◆ Extracted text:
** Start **

The obvious fix I tried is to just acquire the GIL before this code is running
which fixes the crash but the `KeyboardInterrupt` we want to raise immediately
is actually just queued and would only be raised once the next line of input has
been parsed (which e.g. won't interrupt Python code that is currently waiting on
a timer or IO from what I can see). Also none of the functions we call here is
marked as safe to be called from a signal handler from what I can see, so we
might still end up crashing here with some bad timing.

Python 3.2 introduced `PyErr_SetInterrupt` to solve this and the function takes
care of all the details and avoids doing anything that isn't safe to do inside a
signal handler. The only thing we need to do is to manually setup our own fake
SIGINT handler that behaves the same way as the standalone Python REPL signal
handler (which raises a KeyboardInterrupt).

>From what I understand the old code used to work with Python 2 so I kept the old
code around until we officially drop support for Python 2.

There is a small gap here with Python 3.0->3.1 where we might still be crashing,
but those versions have reached their EOL more than a decade ago so I think we
don't need to bother about them.

Reviewed By: JDevlieghere

Differential Revision: https://reviews.llvm.org/D104886

Added: 
    lldb/test/API/iohandler/sigint/TestIOHandlerPythonREPLSigint.py

Modified: 
    lldb/source/Plugins/ScriptInterpreter/Python/ScriptInterpreterPython.cpp

Removed: 
    


################################################################################
diff  --git a/lldb/source/Plugins/ScriptInterpreter/Python/ScriptInterpreterPython.cpp b/lldb/source/Plugins/ScriptInterpreter/Python/ScriptInterpreterPython.cpp
index 418e2239a771e..8655338941b5a 100644
--- a/lldb/source/Plugins/ScriptInterpreter/Python/ScriptInterpreterPython.cpp
+++ b/lldb/source/Plugins/ScriptInterpreter/Python/ScriptInterpreterPython.cpp
@@ -1067,6 +1067,23 @@ void ScriptInterpreterPythonImpl::ExecuteInterpreterLoop() {
 }
 
 bool ScriptInterpreterPythonImpl::Interrupt() {
+  // PyErr_SetInterrupt was introduced in 3.2.
+#if (PY_MAJOR_VERSION == 3 && PY_MINOR_VERSION >= 2) || (PY_MAJOR_VERSION > 3)
+  // If the interpreter isn't evaluating any Python at the moment then return
+  // false to signal that this function didn't handle the interrupt and the
+  // next component should try handling it.
+  if (!IsExecutingPython())
+    return false;
+
+  // Tell Python that it should pretend to have received a SIGINT.
+  PyErr_SetInterrupt();
+  // PyErr_SetInterrupt has no way to return an error so we can only pretend the
+  // signal got successfully handled and return true.

** End **

◆ Material:
** Start **

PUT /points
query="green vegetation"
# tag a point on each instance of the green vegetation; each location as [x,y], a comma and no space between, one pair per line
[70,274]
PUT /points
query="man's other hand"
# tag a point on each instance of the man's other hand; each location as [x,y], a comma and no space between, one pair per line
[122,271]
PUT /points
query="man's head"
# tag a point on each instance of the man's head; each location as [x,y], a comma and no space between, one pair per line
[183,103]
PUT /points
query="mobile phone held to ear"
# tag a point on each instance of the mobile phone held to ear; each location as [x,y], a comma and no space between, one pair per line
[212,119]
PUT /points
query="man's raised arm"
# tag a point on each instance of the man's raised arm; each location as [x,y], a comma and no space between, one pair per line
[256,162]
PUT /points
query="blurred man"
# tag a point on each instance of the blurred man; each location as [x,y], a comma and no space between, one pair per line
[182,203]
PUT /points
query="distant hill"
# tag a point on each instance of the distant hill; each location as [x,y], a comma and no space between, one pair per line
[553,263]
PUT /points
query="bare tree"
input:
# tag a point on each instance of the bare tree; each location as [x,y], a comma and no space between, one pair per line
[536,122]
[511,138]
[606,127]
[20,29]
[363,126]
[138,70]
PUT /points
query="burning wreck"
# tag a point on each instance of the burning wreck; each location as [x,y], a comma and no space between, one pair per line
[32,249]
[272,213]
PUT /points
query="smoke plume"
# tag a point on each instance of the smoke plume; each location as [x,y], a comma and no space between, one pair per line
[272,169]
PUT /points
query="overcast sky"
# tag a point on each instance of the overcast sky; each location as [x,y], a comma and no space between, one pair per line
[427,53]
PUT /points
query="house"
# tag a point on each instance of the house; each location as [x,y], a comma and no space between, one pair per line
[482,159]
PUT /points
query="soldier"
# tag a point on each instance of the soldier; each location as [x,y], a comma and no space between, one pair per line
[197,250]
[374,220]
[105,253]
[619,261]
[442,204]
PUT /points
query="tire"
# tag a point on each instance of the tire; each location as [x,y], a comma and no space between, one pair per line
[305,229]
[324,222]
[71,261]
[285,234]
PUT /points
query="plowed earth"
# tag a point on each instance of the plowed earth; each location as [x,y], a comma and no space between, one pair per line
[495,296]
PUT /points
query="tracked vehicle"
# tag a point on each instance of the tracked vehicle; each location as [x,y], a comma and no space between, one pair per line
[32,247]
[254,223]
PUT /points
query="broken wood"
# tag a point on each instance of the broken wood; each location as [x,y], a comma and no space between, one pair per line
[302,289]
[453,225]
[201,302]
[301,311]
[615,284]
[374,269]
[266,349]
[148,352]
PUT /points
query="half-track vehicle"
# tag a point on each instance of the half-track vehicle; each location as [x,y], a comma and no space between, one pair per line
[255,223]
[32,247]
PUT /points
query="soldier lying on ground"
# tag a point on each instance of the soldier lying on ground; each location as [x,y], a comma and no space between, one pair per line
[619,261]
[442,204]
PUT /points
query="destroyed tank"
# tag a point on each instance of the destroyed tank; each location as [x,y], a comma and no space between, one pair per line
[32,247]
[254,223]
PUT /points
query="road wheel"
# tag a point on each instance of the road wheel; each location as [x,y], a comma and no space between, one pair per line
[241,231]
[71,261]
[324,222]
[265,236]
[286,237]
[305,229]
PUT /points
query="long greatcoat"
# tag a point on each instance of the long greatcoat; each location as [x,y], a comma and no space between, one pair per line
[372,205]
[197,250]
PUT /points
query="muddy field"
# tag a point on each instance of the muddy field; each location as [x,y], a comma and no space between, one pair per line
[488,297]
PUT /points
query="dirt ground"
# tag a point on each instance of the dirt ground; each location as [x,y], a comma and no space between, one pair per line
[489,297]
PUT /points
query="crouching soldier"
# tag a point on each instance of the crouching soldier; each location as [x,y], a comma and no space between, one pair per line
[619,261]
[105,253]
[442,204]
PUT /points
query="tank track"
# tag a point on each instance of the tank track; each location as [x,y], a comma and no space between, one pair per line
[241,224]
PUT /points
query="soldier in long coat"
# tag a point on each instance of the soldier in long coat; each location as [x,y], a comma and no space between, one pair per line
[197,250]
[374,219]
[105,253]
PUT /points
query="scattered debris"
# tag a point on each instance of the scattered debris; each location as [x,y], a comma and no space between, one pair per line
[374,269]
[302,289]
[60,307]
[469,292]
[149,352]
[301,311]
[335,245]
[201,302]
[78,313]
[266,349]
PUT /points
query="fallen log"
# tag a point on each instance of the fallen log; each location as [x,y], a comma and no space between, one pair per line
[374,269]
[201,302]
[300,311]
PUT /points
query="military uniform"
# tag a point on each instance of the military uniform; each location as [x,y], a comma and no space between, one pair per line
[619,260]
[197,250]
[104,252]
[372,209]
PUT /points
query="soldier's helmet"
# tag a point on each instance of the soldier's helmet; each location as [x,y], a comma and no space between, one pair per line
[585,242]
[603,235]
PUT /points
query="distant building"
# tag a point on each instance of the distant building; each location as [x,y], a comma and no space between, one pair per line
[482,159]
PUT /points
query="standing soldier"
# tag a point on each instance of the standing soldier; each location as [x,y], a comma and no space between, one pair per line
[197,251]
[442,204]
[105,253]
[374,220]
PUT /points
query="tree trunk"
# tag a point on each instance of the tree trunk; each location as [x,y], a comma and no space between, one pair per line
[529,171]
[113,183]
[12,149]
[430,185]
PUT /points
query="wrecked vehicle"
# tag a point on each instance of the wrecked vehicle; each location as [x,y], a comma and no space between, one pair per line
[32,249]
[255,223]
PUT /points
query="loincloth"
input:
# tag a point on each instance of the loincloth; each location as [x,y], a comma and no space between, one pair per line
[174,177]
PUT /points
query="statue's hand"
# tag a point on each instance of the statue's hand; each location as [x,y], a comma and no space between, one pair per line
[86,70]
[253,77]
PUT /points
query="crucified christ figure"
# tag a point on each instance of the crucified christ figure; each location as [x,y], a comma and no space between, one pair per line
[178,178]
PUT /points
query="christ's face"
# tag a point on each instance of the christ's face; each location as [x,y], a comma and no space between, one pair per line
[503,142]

** End **

◆ To-do list:
(A) Find each line in the rows that contains the word "greatcoat", and copy those lines out.
(B) Pick up the LLDB commit on Python interrupt handling and keep writing it from its last line.

◆ Replies:
(A)
query="long greatcoat"
# tag a point on each instance of the long greatcoat; each location as [x,y], a comma and no space between, one pair per line

(B)
+  // Python 3.10 introduces PyErr_SetInterruptEx that could return an error, but
+  // the error handling is limited to checking the arguments which would be
+  // just our (hardcoded) input signal code SIGINT, so that's not useful at all.
+  return true;
+#else
   Log *log(lldb_private::GetLogIfAllCategoriesSet(LIBLLDB_LOG_SCRIPT));
 
   if (IsExecutingPython()) {
@@ -1088,6 +1105,7 @@ bool ScriptInterpreterPythonImpl::Interrupt() {
             "ScriptInterpreterPythonImpl::Interrupt() python code not running, "
             "can't interrupt");
   return false;
+#endif
 }
 
 bool ScriptInterpreterPythonImpl::ExecuteOneLineWithReturn(
@@ -3293,6 +3311,28 @@ ScriptInterpreterPythonImpl::AcquireInterpreterLock() {
   return py_lock;
 }
 
+namespace {
+/// Saves the current signal handler for the specified signal and restores
+/// it at the end of the current scope.
+struct RestoreSignalHandlerScope {
+  /// The signal handler.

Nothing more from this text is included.